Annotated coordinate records
>> begin

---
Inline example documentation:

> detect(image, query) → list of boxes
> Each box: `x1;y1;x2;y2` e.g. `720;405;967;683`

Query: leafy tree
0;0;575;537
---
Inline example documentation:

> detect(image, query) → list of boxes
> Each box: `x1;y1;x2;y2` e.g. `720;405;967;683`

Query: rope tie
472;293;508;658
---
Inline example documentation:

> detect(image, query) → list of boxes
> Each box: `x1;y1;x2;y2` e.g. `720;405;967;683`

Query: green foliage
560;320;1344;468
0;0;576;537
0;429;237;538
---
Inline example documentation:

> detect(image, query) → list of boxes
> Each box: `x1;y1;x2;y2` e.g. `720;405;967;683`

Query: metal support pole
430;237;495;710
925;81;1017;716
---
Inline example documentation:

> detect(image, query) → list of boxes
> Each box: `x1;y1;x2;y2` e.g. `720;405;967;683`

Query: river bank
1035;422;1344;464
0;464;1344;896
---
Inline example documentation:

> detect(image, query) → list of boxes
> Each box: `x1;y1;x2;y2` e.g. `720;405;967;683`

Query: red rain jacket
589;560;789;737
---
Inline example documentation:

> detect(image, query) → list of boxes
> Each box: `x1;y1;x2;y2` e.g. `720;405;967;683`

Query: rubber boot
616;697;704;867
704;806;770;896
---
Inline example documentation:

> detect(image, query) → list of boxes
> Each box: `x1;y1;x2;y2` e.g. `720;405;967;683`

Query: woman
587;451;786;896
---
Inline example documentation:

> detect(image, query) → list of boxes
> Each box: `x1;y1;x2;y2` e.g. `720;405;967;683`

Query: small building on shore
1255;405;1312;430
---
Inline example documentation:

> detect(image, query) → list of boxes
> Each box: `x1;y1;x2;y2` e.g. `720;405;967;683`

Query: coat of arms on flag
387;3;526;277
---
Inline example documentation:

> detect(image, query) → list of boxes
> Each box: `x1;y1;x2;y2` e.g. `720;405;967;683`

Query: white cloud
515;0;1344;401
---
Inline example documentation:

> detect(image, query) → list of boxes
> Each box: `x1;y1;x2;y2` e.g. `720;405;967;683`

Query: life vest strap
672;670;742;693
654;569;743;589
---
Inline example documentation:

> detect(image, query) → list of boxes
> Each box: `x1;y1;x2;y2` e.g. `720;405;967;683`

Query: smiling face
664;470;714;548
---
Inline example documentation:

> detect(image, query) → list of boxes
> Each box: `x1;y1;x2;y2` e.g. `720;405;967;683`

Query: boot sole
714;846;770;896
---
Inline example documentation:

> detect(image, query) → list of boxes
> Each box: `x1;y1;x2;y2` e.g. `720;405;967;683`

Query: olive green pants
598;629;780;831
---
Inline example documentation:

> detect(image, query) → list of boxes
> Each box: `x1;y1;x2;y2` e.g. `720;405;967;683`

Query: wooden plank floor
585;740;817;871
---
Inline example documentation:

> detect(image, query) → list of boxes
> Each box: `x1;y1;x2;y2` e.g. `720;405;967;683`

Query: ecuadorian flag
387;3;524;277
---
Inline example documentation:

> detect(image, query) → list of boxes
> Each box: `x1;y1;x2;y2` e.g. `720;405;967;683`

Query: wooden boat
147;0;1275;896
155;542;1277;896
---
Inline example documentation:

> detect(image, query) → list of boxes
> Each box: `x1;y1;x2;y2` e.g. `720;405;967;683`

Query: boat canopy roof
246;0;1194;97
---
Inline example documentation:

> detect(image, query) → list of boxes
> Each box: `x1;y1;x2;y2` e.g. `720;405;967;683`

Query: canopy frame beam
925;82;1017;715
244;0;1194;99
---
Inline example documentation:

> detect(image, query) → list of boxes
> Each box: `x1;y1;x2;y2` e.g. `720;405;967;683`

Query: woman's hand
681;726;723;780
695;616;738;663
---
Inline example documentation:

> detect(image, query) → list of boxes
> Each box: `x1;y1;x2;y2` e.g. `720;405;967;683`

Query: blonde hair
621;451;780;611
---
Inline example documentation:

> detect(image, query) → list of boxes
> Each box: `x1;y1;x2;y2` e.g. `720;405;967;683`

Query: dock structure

>> end

• _EXERCISE OBJECTIVE_:
Transcribe every row above line for line, with no character changed.

• _RESPONSE TO THIS TASK_:
---
Inline example documentation:

> detect(image, query) → list of boxes
> Each box: `x1;y1;x2;y2` e.g. `720;405;967;683`

Query: leafy tree
0;0;575;537
---
Inline example documentation:

> detect(image, query) → list of boxes
> Each box: `x1;y1;x2;y2` e.g. `720;405;967;683`

Query: rope tie
472;293;508;658
---
Inline example documentation:

> detect(image, query) → list of boxes
> Each box: `x1;y1;x2;y2` e.g. `720;405;967;683`

Query: green foliage
560;320;1344;468
0;0;576;537
0;429;237;538
---
Inline example documentation:

> detect(image, query) → list of boxes
> Each box: `x1;y1;x2;y2` e.g. `720;405;967;683`

Query: metal support pole
430;237;495;710
925;81;1017;716
---
Inline example documentation:

> detect(image, query) → list of boxes
> Each box: `x1;y1;x2;y2` e.g. `720;405;967;683`

Query: river bank
1035;422;1344;464
0;464;1344;896
---
Inline example documentation:

> detect(image, query) → list of boxes
> Each box: `x1;y1;x2;y2` e.g. `720;405;967;683`

Query: red rain jacket
589;560;789;737
---
Inline example documentation:

> detect(image, query) → list of boxes
> Each box: `x1;y1;x2;y2` e.g. `720;405;967;683`

Query: rubber boot
616;697;704;867
704;806;770;896
---
Inline example documentation:

> detect(image, query) → list of boxes
> Each box: `x1;y1;x2;y2` e.g. `720;405;967;683`

Query: woman
587;451;786;896
---
Inline example documentation:

> detect(image, query) → list of boxes
> Each box: `x1;y1;x2;y2` e.g. `720;405;967;683`

Query: small building on shore
1255;405;1312;430
---
Inline example documentation:

> detect(image, query) → list of boxes
> Each box: `x1;y1;x2;y2` e.g. `720;405;967;683`

Query: coat of arms on flag
387;3;526;277
---
Inline example documentation:

> detect(image, query) → list of boxes
> Each box: `x1;y1;x2;y2` e.g. `720;405;967;683`

Query: white cloud
515;0;1344;401
---
Inline example documentation:

> detect(image, query) → list of boxes
> Each box: `x1;y1;x2;y2` e.g. `720;405;967;683`

Query: life vest strap
672;670;742;693
654;569;743;589
---
Inline example documentation:

> detect(image, query) → list of boxes
> Each box: `x1;y1;x2;y2` e.g. `720;405;967;683`

Query: smiling face
664;470;714;548
---
Inline example documentation:

> detect(image, query) → list of boxes
> Each box: `x1;y1;x2;y2` e.g. `720;405;967;683`

Query: boot sole
714;846;770;896
---
Inline example documentation:

> detect(image, query) → list of boxes
> Each box: `x1;y1;x2;y2` e.g. `720;405;967;683`

Query: olive green pants
598;629;780;831
---
Inline example documentation:

> detect(image, query) → list of boxes
> Each box: `x1;y1;x2;y2` e.g. `720;405;967;683`

Query: wooden plank floor
585;740;817;871
---
Inline example documentation:

> detect(image, query) → list of boxes
> Each box: `x1;y1;x2;y2` e.g. `720;405;967;683`

Query: ecuadorian flag
387;3;524;277
---
Inline example documentation:

> detect(image, query) → list of boxes
> Each box: `x1;y1;x2;y2` e.g. `720;405;967;683`

Query: wooden boat
147;0;1275;896
155;542;1277;896
---
Inline example documentation:

> detect(image, query) → list of boxes
> Each box: `x1;y1;x2;y2` e.g. `720;405;967;683`

Query: boat canopy roof
246;0;1194;97
---
Inline example documentation:

> detect(image, query) → list of boxes
> Each box: `x1;y1;x2;y2` e.g. `720;405;967;683`

Query: canopy frame beam
925;82;1017;715
244;0;1194;99
---
Inline example documentation:

> detect(image, query) → list of boxes
> Each box: `x1;y1;x2;y2` e.g. `720;405;967;683`

Query: woman's hand
681;726;723;780
695;616;738;663
---
Inline example documentation:

> detect(image, query) → list of boxes
> Each box: `x1;y1;x2;y2` e.g. `720;405;967;683`

Query: blonde hair
621;451;780;611
---
Inline example documentation:

> detect(image, query) → list of boxes
> Each box: `x1;y1;x2;y2` e.g. `720;405;967;683`

Query: dock structure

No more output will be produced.